══ Исходный отрывок ══
Генри VII - Милла Коскинен
Шрифт:
Интервал:
Закладка:
Вильямс нашел короля в охотничьем парке Бествуд, в Шервурде. А Бествуд — это 3 000 акров. Тем не менее, Вильямс короля, всё-таки, в итоге разыскал. Кроулендские хроники отмечают, что новость Ричарда скорее развеселила. «Наконец-то!» — воскликнул он. Правда, комментатор Хроник не удержался от ядовитого комментария что веселость могла быть и притворной. Но с какой стати? Король знал, что армия, кое-как собранная Ричмондом, не может сравниться с армией ветеранов Ричарда.
Король не просто так чувствовал себя уверенно всегда, когда дело касалось войны. Он, в конце концов, уже семнадцатилетним набрал армию, чтобы воевать против Роберта из Редесдейла, а через два года года воевал при Барнете и вёл авангард под Тьюксбери.
Для него, его войска были братством. Став лордом Квинс Колледж в Кембридже в 1477 году, он первым делом нанял четырёх священников молиться за “the souls of… all other gentlemen and yeoman servants and lovers of the said Duke of Gloucester, the which were slain in his service at the battles of Barnet, Tewkesbury or at any other fields or journeys”[46].
И нет, царствования Ричарда французы боялись не напрасно. Или напрасно — кто знает. В каком-то смысле, 32-летний король оставался в душе тем же подростком, который писал на полях книги о рыцарях «как же я жажду этого!». Помните пруссака Поппелау, оставившего восторженный, почти влюблённый отзыв о внешности Ричарда? Так вот, их встреча не ограничилась созерцанием, они беседовали. И беседовали о борьбе с неверными, с турками в данном случае. “I would like my kingdom and land to lie where the land and kingdom of the King of Hungary lies, on the Turkish frontier itself. Then I would certainly, with my own people alone, without the help of other kings, princes or lords, properly drive away not only the Turks, but all my enemies and opponents”[47], — выпалил в какой-то момент Ричард.
Что ж, идеи крестовых походов Ричарду были дороги, не зря же он был патроном часовни Всех Святых в Баркинге, где, по слухам, было захоронено сердце короля-крестоносца Ричарда I, и не случайно он послал в Рим, для выражения своего послушания папе Иннокентию, именно представителя древнего рыцарского ордена иоаннитов (Order of the Knights of St John). В заявлении Ричарда интересны два других момента.
═══
══ Предоставленные материалы ══
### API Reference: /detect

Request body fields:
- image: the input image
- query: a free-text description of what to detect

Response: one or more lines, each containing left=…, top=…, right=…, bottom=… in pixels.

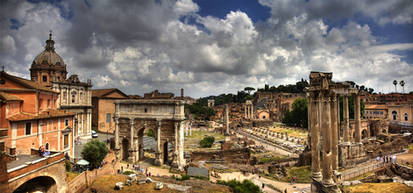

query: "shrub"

left=218, top=180, right=261, bottom=193
left=123, top=171, right=134, bottom=175
left=199, top=136, right=215, bottom=148
left=82, top=139, right=109, bottom=169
═══
▸ Задание: Продолжите отрывок о короле Ричарде, начав сразу после фразы «В заявлении Ричарда интересны два других момента».

▸ Ответ к заданию:
Во-первых, он, похоже, не сомневался в своих военных способностях, если говорил о том, что смог бы победить турок чисто своими и своего народа силами, «без помощи других королей, принцев и лордов». Да и почему он сомневался бы? Его войска одерживали только победы.
Во-вторых, о каких таких «других врагах и оппонентах» говорится в цитате? Крис Скидмор вспоминает, по этому поводу, что священное масло из Кентербери, которое носили в ампуле на груди английские короли, обещало им не только победу над «язычниками вавилонскими» и строительство христианских церквей в Священной Земле, но и возможность вернуть Нормандию и Аквитанию. К тому же, Ричард относился к своей ампуле со священным маслом совершенно серьёзно. Он отдал её на хранение в Вестминстер, с условием, что получит ампулу по первому требованию.
Честно говоря, я не совсем понимаю, о какой такой личной ампуле идёт речь, но схожая система была и во Франции, и к силам священного масла там относились смертельно серьёзно. Учитывая, что Ричард III никогда не был другом Франции, правительство де Божё могло опасаться, что тот начнёт отвоёвывать Аквитанию с Нормандией в тот момент, когда Франция была довольно уязвима.
В-третьих, Ричард был просто-напросто воинственным человеком. По видимому, для него быть рыцарем означало нечто большее, чем это было в среднем по Европе конца пятнадцатого века. Во французской и шотландской кампаниях воинственность Ричарда Глостера сильно ограничивал его брат-король. Но теперь, когда Ричард сам стал королём, чего от него можно было ожидать французам и шотландцам?
И, к слову сказать, чего от этого короля могли ожидать его собственные вельможи после того, как он вдруг решил посвататься к сестре португальского короля? С практической точки зрения, этот брак не имел смысла. Жуана была немолода, даже старше самого Ричарда, и в качестве обеспечения продолжения рода проблематична. Зато её брат стал известен своими жесткими действиями против разбалованной знати (он их просто уничтожил — физически), отнял у арабов Асилу и Танжер, и поддерживал расширение территории за счёт открытия новых земель. То есть, кое-какие выводы о планах короля можно было сделать и по его брачным планам. Не говоря о том, что Жуана чуть раньше решительно отказала французскому королю.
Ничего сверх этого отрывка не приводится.